Bereitgestellter Auszug
'''

Bei der Identifikation und Analyse der RIBs kam ein innovatives halbautomatisiertes Verfahren zum Einsatz, bei dem ein lernender Sprachanalyse-Algorithmus (NLP Natural Language Processing) den Inhalt von rund 500 000 Nachrichten auf wissenschaftlich-technischen Plattformen analysierte. Dabei wurden jene Themen herausgefiltert, die in dem Untersuchungszeitraum erstmalig auftauchten. Diese Themen sowie damit verbundene Patente und Publikationen wurden von Wissenschaftlerinnen und Wissenschaftlern des jeweiligen Fachgebiets bewertet. Die Bewertung erfolgte in Bezug auf den Reifegrad, die Wahrscheinlichkeit einer breiten Nutzung in 20 Jahren und die Position Europas.

Die RIBRI-Studie zieht folgende Schlussfolgerungen für die europäische Forschungs- und Innovationspolitik:


  1. Ein großer Teil der RIBs hat einen starken Bezug zu Künstlicher Intelligenz (KI). Innovationen wie Emotionserkennung, Schwarmintelligenz, Spracherkennung und Computational Creativity werden in allen Wirtschaftsbereichen - von der Landwirtschaft über Gesundheit bis zur Kreativwirtschaft - Wertschöpfungsprozesse drastisch verändern. Europa sollte sich daher für die erwartete Welle von KI-basierten Innovationen gut positionieren und frühzeitig Wege suchen, die daraus entstehenden Potenziale zu nutzen und gleichzeitig den Risiken entgegenzuwirken.

'''

Anweisung A
Gib den Auszug zur RIBRI-Studie vollständig und wortgetreu wieder.

Datensatzzeilen
'''

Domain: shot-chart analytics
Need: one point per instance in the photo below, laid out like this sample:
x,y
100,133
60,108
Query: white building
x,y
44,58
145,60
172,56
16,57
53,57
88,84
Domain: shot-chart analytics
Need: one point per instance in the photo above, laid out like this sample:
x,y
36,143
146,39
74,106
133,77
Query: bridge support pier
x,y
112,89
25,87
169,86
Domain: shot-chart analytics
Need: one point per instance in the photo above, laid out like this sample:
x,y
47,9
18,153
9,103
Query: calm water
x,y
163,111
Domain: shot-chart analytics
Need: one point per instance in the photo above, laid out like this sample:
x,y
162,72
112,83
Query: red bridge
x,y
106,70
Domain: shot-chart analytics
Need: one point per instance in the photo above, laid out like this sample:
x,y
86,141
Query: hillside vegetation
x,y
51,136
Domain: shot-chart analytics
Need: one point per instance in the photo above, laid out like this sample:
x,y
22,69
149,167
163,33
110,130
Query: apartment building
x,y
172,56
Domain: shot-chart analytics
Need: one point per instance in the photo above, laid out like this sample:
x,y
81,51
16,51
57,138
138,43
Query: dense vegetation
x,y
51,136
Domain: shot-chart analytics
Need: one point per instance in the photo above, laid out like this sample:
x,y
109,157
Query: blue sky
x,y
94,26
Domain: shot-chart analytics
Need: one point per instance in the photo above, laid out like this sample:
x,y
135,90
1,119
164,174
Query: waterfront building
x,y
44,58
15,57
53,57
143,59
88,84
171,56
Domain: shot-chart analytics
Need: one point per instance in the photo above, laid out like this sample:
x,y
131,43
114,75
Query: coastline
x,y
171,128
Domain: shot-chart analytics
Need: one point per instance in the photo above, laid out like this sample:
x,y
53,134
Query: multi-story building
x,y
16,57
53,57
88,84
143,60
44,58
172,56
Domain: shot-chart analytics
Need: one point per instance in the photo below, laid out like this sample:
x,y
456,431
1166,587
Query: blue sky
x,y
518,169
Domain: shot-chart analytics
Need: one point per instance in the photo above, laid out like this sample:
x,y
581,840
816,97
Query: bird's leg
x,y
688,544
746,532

'''

Anweisung B
Sammle jede Zeile, in der die Zeichenfolge „building“ vorkommt, und übernimm sie unverändert. Groß- und Kleinschreibung ist dabei zu beachten.

Ergebnis der Übung A
Bei der Identifikation und Analyse der RIBs kam ein innovatives halbautomatisiertes Verfahren zum Einsatz, bei dem ein lernender Sprachanalyse-Algorithmus (NLP Natural Language Processing) den Inhalt von rund 500 000 Nachrichten auf wissenschaftlich-technischen Plattformen analysierte. Dabei wurden jene Themen herausgefiltert, die in dem Untersuchungszeitraum erstmalig auftauchten. Diese Themen sowie damit verbundene Patente und Publikationen wurden von Wissenschaftlerinnen und Wissenschaftlern des jeweiligen Fachgebiets bewertet. Die Bewertung erfolgte in Bezug auf den Reifegrad, die Wahrscheinlichkeit einer breiten Nutzung in 20 Jahren und die Position Europas.

Die RIBRI-Studie zieht folgende Schlussfolgerungen für die europäische Forschungs- und Innovationspolitik:


  1. Ein großer Teil der RIBs hat einen starken Bezug zu Künstlicher Intelligenz (KI). Innovationen wie Emotionserkennung, Schwarmintelligenz, Spracherkennung und Computational Creativity werden in allen Wirtschaftsbereichen - von der Landwirtschaft über Gesundheit bis zur Kreativwirtschaft - Wertschöpfungsprozesse drastisch verändern. Europa sollte sich daher für die erwartete Welle von KI-basierten Innovationen gut positionieren und frühzeitig Wege suchen, die daraus entstehenden Potenziale zu nutzen und gleichzeitig den Risiken entgegenzuwirken.

Ergebnis der Übung B
Query: white building
Query: apartment building
Query: waterfront building
Query: multi-story building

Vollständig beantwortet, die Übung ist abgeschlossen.